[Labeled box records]
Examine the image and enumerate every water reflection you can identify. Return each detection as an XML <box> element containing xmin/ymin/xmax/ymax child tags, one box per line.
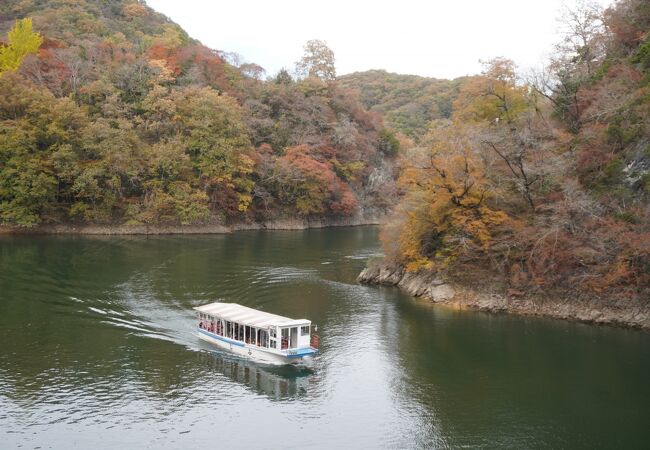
<box><xmin>0</xmin><ymin>228</ymin><xmax>650</xmax><ymax>448</ymax></box>
<box><xmin>200</xmin><ymin>351</ymin><xmax>316</xmax><ymax>401</ymax></box>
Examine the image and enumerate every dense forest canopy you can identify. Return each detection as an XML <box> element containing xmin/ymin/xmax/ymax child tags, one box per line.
<box><xmin>0</xmin><ymin>0</ymin><xmax>399</xmax><ymax>226</ymax></box>
<box><xmin>0</xmin><ymin>0</ymin><xmax>650</xmax><ymax>299</ymax></box>
<box><xmin>383</xmin><ymin>0</ymin><xmax>650</xmax><ymax>300</ymax></box>
<box><xmin>338</xmin><ymin>70</ymin><xmax>466</xmax><ymax>141</ymax></box>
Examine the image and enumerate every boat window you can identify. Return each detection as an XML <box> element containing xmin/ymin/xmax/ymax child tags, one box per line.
<box><xmin>280</xmin><ymin>328</ymin><xmax>289</xmax><ymax>350</ymax></box>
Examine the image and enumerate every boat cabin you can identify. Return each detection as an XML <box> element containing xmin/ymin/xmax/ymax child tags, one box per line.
<box><xmin>194</xmin><ymin>302</ymin><xmax>316</xmax><ymax>356</ymax></box>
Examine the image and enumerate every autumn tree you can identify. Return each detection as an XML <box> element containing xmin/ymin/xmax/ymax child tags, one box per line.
<box><xmin>0</xmin><ymin>18</ymin><xmax>43</xmax><ymax>74</ymax></box>
<box><xmin>383</xmin><ymin>125</ymin><xmax>507</xmax><ymax>271</ymax></box>
<box><xmin>296</xmin><ymin>39</ymin><xmax>336</xmax><ymax>81</ymax></box>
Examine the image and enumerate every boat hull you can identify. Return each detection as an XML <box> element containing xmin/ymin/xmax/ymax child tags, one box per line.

:: Given exercise ::
Render every line of the listing above as a Markdown table with columns "No." and "Line", numbering the rows in order and omitting blank lines. Leave the pictures out.

:: Written response ::
| No. | Line |
|---|---|
| 1 | Examine the image and enumerate every water reflection you can identify. Return each detection as an XML <box> element containing xmin/ymin/xmax/ymax child tags, one box per line. |
| 2 | <box><xmin>0</xmin><ymin>228</ymin><xmax>650</xmax><ymax>448</ymax></box> |
| 3 | <box><xmin>200</xmin><ymin>351</ymin><xmax>316</xmax><ymax>401</ymax></box> |
| 4 | Examine the image and enumerate every dense forest canopy you can identify. Return each detection as an XML <box> element containing xmin/ymin/xmax/ymax child tags, one box per line. |
| 5 | <box><xmin>0</xmin><ymin>0</ymin><xmax>399</xmax><ymax>226</ymax></box> |
| 6 | <box><xmin>0</xmin><ymin>0</ymin><xmax>650</xmax><ymax>299</ymax></box> |
| 7 | <box><xmin>383</xmin><ymin>0</ymin><xmax>650</xmax><ymax>300</ymax></box> |
| 8 | <box><xmin>338</xmin><ymin>70</ymin><xmax>466</xmax><ymax>141</ymax></box> |
| 9 | Examine the image and enumerate every boat window you can identify. Return each detection as an XML <box> element containing xmin/ymin/xmax/ymax child tags, one box per line. |
| 10 | <box><xmin>280</xmin><ymin>328</ymin><xmax>289</xmax><ymax>350</ymax></box> |
| 11 | Examine the image and enumerate every boat cabin you can identify. Return each detection as an XML <box> element containing xmin/ymin/xmax/ymax child tags, one box per line. |
| 12 | <box><xmin>194</xmin><ymin>302</ymin><xmax>316</xmax><ymax>356</ymax></box> |
| 13 | Examine the image and enumerate every autumn tree you can identify. Return each detection as an XML <box> element containing xmin/ymin/xmax/ymax child tags, one box per line. |
| 14 | <box><xmin>0</xmin><ymin>18</ymin><xmax>43</xmax><ymax>74</ymax></box> |
| 15 | <box><xmin>383</xmin><ymin>125</ymin><xmax>507</xmax><ymax>271</ymax></box> |
| 16 | <box><xmin>296</xmin><ymin>39</ymin><xmax>336</xmax><ymax>81</ymax></box> |
| 17 | Examine the image and enumerate every boat hull you can identify. Return each detection as an XML <box> element containing xmin/ymin/xmax/ymax child tags, one box per line. |